■ **Excerpt**

:::

The picture you posted was a illustration and I am always dubious of that as they can add a little poetic license to make things look a little more transitional. We have seen this time and time again with docos and pictures in books where they fill the flesh on bones to make things look the way they want to present. They even have a statue of Lucy in a museum where she has human feet. The curator knew this but refused to change them saying we know she is a transitional so what does it matter.But when using the real skulls you can see that its a breed of ape right away as the experts have said it was.
When you cite the jaw being nothing like an apes but then overlook the rest being very ape like how do you know that is not just a feature of variation within the apes. Diet, disease and just the possibility of a vast variance can allow for this. We have humans with jaws that stick out like apes. We have humans with brow ridges and low foreheads. How do you know Lucy wasn't a extinct species of ape that was different to other apes. The thing is you cite the one or two features that maybe human like but then overlook the 100 that are ape like. To me 1 or 2 features doesn't make a transition. As many of the experts have said it comes within the normal variance of the species.

:::

■ **Data extract**
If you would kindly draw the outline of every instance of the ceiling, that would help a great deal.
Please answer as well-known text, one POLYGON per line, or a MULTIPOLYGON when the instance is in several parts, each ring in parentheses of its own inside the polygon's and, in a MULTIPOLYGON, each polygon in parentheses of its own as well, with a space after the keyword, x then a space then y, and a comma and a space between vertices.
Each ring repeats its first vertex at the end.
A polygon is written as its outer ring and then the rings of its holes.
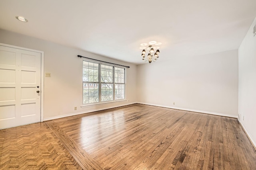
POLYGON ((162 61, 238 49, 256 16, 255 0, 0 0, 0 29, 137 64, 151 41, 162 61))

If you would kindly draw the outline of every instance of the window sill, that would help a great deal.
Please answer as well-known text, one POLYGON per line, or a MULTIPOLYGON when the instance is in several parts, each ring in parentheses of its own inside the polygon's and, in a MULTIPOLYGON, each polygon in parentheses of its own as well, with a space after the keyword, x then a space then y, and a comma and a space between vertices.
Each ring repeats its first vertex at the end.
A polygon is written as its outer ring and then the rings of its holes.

:::

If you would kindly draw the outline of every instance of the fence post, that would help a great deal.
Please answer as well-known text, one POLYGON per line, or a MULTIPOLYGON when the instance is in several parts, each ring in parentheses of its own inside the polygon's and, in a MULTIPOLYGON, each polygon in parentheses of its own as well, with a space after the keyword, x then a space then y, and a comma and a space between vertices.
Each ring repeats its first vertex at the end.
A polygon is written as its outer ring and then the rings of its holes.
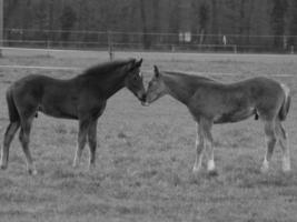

:::

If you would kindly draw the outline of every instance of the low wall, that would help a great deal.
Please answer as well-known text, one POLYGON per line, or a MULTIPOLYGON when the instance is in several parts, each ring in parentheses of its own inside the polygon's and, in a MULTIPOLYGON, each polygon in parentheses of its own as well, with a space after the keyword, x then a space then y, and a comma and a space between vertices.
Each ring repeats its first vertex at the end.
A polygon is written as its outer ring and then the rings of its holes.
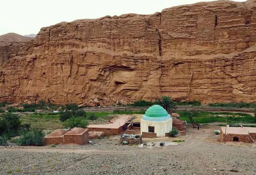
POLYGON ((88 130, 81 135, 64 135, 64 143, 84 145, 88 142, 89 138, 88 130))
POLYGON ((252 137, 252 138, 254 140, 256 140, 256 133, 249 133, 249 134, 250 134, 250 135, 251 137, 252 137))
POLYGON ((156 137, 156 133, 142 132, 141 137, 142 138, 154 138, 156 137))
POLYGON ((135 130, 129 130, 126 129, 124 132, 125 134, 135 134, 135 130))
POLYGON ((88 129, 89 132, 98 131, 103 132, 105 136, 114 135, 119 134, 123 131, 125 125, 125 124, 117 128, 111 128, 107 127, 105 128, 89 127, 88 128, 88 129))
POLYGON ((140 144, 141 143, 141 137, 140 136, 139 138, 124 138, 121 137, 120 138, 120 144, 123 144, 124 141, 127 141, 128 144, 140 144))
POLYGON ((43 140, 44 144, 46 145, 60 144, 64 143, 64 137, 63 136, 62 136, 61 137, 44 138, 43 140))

:::

■ **Questions on the material**
1. Retype the part of the post about Lucy that begins at the words "The picture you" and stops after "said it was.".
2. In the post about Lucy, what kind of feet does the museum statue of Lucy have?
3. Carry on the post about Lucy from where it stops, keeping its argument and voice.

■ **Answer set**
1.
The picture you posted was a illustration and I am always dubious of that as they can add a little poetic license to make things look a little more transitional. We have seen this time and time again with docos and pictures in books where they fill the flesh on bones to make things look the way they want to present. They even have a statue of Lucy in a museum where she has human feet. The curator knew this but refused to change them saying we know she is a transitional so what does it matter.But when using the real skulls you can see that its a breed of ape right away as the experts have said it was.

2. Human feet.

3.
If you look at the skulls found in Georgia the five skulls had all the variance of brow ridges, prominent jaws and then human like features which covered many of the separate species that evolutionists wanted to make separate species and therefore transitionals to build a chain of links showing the evolution of man. But now they are classed as all from the one species homo erectus. This has wiped out several links in the chain that was built by evolution. Now this has left gaps where there are large jumps of variance between the skulls. Of that picture that evolution likes to use showing all the different skulls and their gradual varying change from ape to human you can just about take out the entire bottom row and place it in the one species that shows all that variation now.
This is a chimp
This is Lucy.
This is an
Orangutan Skull
Heres are some modern humans with ape like features So if modern humans can display some features like apes why cant apes display some features like humans just as a variation within they kind. Disease and diet can also affect the features and give off these features as well.